▼

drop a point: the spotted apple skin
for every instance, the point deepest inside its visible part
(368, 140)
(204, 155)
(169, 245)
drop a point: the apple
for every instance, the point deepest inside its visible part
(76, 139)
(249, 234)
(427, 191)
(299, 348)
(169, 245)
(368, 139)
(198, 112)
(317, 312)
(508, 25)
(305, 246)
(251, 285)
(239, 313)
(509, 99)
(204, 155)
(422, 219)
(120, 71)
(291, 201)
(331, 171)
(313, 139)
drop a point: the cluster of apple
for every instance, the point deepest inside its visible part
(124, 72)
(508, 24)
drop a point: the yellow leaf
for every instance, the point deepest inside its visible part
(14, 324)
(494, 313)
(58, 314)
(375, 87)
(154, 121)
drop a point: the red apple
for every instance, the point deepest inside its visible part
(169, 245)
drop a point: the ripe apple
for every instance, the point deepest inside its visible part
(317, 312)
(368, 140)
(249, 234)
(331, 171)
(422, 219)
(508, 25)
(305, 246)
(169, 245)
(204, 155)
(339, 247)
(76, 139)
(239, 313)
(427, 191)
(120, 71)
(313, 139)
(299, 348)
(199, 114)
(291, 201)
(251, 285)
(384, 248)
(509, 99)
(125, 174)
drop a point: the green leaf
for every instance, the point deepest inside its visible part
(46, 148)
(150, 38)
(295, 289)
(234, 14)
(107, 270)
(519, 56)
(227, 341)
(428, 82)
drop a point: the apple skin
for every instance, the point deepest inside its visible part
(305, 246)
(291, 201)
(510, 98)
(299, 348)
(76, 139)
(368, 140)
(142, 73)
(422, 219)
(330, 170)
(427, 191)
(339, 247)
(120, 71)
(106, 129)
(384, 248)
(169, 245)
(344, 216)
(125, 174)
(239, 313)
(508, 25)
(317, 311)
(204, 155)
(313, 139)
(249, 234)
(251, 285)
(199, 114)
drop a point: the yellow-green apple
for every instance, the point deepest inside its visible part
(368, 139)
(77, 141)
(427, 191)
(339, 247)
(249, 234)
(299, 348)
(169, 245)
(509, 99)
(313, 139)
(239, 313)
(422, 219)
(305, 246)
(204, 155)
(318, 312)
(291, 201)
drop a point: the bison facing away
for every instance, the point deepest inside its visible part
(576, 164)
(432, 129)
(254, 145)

▲
▼

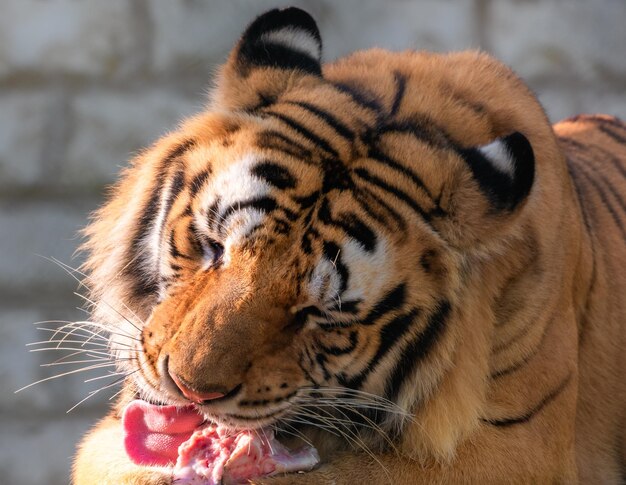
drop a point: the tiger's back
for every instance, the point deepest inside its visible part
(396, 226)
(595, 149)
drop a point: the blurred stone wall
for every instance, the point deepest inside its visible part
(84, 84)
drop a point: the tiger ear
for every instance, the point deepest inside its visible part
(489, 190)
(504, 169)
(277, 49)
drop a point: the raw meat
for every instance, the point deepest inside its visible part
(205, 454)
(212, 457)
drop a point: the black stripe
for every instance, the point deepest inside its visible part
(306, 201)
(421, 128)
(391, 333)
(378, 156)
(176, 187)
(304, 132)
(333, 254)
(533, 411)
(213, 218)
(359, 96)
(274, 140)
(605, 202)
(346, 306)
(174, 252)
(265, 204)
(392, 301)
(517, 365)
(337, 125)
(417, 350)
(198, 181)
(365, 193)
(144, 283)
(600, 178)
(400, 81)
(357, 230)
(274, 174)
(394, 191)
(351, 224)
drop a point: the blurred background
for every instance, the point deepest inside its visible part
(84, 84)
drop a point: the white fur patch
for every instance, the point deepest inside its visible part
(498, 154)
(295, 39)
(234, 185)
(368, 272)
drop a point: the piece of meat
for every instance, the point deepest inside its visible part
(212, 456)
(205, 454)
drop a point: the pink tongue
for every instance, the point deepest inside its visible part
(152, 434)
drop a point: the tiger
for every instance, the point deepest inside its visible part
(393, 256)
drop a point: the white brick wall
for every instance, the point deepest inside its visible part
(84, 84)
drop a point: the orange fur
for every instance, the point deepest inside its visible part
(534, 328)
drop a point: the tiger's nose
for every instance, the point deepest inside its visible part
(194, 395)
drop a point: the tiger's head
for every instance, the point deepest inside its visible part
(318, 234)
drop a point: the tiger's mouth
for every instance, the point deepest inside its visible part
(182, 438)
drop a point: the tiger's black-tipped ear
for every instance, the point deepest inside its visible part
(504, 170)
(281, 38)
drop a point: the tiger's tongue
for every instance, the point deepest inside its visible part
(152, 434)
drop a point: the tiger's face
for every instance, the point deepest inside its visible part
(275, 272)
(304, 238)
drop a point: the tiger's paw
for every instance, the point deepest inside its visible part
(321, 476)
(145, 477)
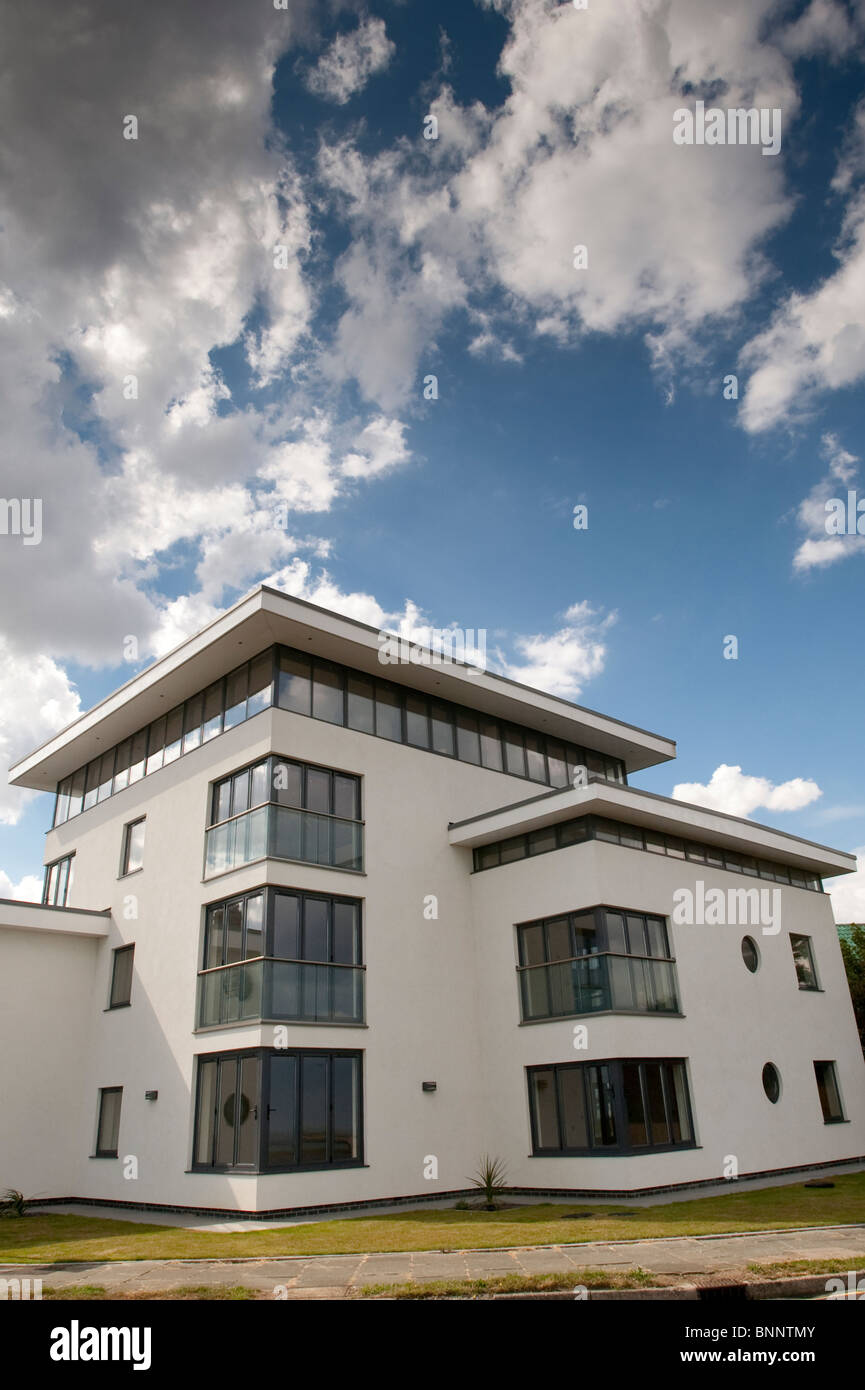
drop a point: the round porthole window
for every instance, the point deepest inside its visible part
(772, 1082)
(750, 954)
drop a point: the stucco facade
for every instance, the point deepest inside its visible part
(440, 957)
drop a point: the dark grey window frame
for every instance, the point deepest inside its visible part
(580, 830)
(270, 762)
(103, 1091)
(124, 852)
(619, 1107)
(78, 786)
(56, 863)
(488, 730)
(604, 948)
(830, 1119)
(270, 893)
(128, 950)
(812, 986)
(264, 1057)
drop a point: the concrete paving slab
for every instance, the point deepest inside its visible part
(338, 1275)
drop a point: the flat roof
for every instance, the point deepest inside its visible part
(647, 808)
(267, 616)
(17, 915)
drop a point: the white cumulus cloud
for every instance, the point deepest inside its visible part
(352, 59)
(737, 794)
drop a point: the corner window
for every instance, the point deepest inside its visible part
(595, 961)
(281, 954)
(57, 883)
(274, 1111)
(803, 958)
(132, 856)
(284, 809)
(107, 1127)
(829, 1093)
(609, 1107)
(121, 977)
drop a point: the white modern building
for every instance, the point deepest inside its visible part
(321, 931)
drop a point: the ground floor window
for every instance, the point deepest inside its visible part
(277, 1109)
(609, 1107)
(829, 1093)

▲

**PROBLEM DESCRIPTION:** Find every line in the items above that contains the word "white", and copy each of those lines.

**EXERCISE OUTPUT:**
drop a point: the white fur patch
drop a point: the white brick wall
drop a point: the white cumulus cloud
drop a point: the white modern building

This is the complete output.